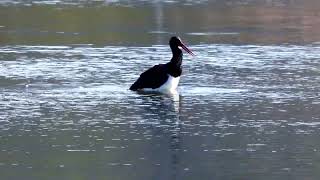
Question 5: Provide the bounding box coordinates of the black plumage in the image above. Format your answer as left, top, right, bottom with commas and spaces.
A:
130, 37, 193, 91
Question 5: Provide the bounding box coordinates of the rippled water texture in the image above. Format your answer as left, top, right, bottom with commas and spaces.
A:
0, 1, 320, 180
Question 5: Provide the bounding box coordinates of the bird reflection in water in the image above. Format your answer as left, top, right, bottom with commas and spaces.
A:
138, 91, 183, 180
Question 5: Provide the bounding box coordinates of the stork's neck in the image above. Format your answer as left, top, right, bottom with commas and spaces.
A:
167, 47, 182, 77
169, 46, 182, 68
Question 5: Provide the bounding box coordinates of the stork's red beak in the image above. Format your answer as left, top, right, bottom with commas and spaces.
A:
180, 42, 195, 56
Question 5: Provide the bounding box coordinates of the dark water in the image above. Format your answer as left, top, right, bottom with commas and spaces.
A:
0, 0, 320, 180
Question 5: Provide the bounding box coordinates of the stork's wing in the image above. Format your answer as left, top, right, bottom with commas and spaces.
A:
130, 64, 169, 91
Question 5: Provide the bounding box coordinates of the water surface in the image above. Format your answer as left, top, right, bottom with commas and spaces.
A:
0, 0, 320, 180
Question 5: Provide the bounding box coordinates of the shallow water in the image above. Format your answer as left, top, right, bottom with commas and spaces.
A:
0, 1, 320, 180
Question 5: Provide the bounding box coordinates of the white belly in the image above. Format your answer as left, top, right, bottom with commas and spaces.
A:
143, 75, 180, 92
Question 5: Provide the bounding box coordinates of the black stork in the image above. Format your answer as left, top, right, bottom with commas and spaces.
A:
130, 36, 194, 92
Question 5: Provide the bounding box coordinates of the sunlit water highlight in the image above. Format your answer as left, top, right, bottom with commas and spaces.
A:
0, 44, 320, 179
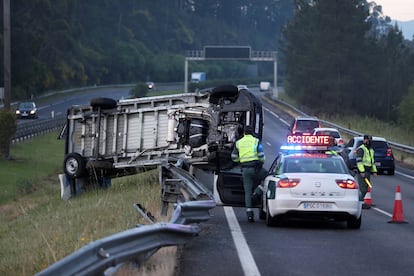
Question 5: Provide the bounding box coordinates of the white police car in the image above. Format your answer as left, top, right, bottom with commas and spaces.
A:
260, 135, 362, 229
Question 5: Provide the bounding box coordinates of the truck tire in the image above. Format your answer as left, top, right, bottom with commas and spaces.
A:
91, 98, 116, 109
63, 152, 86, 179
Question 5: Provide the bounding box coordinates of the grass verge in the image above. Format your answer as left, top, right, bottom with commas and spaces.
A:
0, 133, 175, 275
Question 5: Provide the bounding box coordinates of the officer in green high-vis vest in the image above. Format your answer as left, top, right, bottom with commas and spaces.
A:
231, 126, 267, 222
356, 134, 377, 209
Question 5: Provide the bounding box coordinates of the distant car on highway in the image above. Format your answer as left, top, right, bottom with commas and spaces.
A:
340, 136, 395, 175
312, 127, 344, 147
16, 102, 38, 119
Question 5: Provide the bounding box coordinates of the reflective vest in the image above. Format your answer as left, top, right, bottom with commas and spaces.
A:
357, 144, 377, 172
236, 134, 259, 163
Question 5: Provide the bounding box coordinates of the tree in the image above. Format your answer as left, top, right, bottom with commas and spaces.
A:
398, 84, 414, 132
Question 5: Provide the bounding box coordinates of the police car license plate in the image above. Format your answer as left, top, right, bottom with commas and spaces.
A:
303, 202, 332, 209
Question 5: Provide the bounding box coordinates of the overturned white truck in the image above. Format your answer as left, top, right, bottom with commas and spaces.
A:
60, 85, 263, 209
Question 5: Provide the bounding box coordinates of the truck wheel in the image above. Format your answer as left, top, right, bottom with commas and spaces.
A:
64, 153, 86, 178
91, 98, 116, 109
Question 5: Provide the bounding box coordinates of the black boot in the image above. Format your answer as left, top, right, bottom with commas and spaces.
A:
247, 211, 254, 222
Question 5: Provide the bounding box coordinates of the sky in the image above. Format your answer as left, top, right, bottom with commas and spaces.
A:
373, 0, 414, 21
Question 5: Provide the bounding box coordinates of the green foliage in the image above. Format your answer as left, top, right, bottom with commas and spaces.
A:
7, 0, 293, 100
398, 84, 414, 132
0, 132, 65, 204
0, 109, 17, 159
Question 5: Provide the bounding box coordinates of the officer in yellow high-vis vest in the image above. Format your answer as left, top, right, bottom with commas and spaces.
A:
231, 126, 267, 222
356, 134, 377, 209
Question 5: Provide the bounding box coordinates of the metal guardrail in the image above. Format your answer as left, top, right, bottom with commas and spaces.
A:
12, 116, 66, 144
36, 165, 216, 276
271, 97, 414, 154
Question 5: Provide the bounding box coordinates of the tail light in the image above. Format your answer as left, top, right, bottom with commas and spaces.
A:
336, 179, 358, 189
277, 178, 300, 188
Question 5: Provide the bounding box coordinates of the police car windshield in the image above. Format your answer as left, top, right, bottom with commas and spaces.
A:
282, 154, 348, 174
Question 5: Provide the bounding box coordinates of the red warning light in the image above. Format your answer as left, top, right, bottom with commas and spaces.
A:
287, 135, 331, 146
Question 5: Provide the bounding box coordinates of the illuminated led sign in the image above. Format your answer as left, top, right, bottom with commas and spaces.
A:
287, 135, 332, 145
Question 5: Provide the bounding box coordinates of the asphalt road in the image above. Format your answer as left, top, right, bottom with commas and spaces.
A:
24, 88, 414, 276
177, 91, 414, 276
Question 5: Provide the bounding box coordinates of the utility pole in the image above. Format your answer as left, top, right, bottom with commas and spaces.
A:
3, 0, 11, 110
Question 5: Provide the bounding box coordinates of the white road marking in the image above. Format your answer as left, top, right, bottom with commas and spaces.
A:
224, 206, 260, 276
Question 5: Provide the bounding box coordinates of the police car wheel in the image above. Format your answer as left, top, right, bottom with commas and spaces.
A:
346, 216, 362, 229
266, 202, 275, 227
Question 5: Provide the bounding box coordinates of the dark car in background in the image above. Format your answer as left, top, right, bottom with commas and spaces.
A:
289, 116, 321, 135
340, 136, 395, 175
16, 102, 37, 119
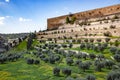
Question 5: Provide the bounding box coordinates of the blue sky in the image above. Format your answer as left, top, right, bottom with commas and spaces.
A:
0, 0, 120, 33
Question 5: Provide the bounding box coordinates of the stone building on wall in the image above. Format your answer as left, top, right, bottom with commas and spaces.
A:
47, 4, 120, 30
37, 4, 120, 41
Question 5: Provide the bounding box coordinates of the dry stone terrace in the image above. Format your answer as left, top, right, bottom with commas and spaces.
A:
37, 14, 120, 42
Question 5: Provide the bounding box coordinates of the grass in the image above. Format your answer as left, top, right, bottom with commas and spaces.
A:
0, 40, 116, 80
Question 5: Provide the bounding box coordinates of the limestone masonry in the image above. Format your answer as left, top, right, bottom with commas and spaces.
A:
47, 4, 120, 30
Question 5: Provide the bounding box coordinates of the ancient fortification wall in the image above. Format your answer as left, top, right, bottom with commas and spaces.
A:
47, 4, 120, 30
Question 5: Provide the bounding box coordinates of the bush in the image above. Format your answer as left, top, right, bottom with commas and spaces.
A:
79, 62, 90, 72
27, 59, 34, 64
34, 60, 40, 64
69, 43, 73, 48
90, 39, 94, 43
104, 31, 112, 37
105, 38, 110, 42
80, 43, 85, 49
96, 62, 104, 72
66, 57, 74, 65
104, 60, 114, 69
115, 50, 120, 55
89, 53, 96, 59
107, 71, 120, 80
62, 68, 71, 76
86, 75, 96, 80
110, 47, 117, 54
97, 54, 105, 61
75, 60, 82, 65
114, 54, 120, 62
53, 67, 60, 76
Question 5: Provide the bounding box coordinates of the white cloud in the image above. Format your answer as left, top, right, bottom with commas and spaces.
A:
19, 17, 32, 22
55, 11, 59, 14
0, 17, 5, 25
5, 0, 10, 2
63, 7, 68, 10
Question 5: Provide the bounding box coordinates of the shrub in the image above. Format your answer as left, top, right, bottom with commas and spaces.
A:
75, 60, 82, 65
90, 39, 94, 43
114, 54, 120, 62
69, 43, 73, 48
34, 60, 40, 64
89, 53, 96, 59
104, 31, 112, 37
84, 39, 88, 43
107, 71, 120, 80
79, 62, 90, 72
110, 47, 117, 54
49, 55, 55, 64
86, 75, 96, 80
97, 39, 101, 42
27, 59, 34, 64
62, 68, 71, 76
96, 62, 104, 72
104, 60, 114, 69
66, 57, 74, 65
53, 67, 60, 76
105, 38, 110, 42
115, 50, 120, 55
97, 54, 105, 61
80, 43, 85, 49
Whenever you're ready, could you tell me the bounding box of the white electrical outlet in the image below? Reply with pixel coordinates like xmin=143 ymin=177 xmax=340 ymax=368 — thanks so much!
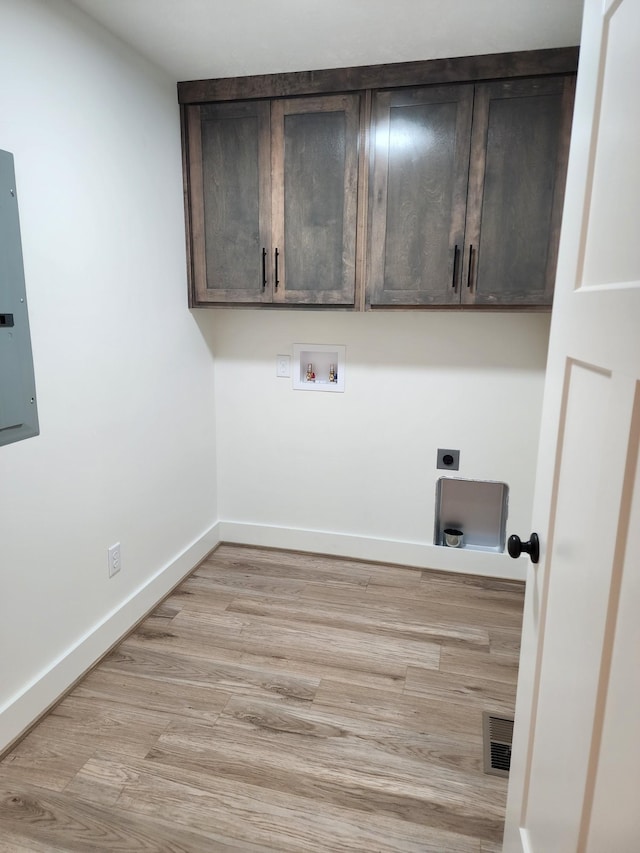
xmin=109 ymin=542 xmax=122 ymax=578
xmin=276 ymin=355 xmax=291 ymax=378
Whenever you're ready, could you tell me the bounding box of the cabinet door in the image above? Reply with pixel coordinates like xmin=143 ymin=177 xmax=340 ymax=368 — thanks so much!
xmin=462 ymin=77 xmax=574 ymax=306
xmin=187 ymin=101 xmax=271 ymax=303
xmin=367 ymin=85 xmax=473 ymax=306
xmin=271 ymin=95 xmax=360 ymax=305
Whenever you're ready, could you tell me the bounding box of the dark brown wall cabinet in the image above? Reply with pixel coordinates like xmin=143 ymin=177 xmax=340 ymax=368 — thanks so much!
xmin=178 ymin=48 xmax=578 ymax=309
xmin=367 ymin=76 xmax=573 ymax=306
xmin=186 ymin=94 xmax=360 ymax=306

.....

Copy the records above verbatim, beginning with the line containing "Question 5: Provide the bounding box coordinates of the tree" and continuing through the line containing "303, 202, 332, 209".

Question 5: Provide the bounding box coordinates of the tree in the image above. Format your answer as left, top, right, bottom with commas and spaces.
A:
398, 84, 414, 132
Question 5: Provide the bounding box coordinates of the police car license plate in the image above. Format your answer as left, top, right, bottom with commas and spaces.
A:
303, 202, 332, 209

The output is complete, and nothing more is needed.